İktidar cephesinde cılız da olsa itirazlar ortaya çıkmaya başladı sisteme ilişkin…
En küçük birimden en büyük birime kadar, nüfus dairesindeki çok basit bir işimizden, bir şirketin çok önemli bir teşvik meselesine kadar kamuyla işi olan herkes görüyordur ki, devlet dediğimiz mekanizma çok büyük çöküş içinde.
“Her Partiden Oy Alma Potansiyeli Var”
Mevcut siyasal ortamda ufukta iki yeni parti görülüyor ve siz kurulacak partinin 51-49 dengesini muhalefet lehine değiştireceğini öngörüyorsunuz.
Sadece iktidardan mı oy alır yeni parti veya partiler? Muhalefeti eritmez mi?

Yapılacak iş: Alıntı metinde “En küçük birimden” sözleriyle başlayan paragrafı, ana bilgilerini koruyarak daha kısa bir biçimde yeniden yazın.

Verilen satırlar:
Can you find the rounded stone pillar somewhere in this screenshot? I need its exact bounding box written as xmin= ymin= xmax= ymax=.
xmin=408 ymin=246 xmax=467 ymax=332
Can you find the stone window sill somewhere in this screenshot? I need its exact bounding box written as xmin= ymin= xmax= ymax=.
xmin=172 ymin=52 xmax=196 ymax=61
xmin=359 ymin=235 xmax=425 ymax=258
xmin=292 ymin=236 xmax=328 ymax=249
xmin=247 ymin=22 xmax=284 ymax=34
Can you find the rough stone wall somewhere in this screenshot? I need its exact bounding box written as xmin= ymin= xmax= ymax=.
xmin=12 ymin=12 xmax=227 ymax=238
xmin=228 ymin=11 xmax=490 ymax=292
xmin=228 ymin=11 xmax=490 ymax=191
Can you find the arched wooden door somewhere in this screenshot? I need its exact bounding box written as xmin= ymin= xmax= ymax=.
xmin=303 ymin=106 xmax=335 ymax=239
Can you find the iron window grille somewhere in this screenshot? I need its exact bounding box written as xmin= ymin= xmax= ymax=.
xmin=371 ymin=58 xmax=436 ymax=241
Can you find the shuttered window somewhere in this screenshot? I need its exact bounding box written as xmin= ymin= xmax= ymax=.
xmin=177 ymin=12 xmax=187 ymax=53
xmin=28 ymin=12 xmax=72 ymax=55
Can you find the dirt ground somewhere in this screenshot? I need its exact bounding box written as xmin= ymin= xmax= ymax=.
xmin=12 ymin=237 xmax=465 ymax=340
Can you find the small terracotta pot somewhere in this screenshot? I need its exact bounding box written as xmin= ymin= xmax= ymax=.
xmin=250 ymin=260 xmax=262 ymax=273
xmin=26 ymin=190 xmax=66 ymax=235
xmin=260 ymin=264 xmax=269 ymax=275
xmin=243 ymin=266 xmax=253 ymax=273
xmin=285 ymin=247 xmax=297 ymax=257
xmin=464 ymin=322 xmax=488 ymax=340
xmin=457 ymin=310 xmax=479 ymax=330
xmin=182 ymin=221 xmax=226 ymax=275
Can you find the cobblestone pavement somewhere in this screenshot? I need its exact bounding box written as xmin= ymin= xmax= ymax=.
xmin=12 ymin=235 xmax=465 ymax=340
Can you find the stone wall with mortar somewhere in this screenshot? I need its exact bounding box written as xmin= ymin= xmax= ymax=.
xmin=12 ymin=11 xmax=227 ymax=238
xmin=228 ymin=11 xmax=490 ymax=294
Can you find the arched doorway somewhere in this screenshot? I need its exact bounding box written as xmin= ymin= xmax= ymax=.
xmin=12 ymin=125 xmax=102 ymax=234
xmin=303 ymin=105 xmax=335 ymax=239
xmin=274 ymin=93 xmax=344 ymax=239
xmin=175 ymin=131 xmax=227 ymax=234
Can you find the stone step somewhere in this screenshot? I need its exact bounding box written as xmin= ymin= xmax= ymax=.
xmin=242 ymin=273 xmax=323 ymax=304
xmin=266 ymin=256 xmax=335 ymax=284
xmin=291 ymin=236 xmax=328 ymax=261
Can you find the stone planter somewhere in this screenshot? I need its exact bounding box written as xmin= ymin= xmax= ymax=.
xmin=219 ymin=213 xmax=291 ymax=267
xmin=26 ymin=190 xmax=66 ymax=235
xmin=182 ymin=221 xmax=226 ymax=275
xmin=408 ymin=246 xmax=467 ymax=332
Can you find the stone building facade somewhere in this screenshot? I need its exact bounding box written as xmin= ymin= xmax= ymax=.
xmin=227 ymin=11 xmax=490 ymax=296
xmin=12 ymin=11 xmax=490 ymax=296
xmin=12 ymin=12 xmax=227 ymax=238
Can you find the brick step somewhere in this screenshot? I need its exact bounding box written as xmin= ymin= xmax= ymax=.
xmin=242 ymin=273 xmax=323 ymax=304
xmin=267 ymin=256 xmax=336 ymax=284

Doğru cevap: Nüfus dairesindeki basit bir işten bir şirketin önemli bir teşvik meselesine kadar kamuyla işi olan herkes, devlet mekanizmasının büyük bir çöküş içinde olduğunu görüyordur.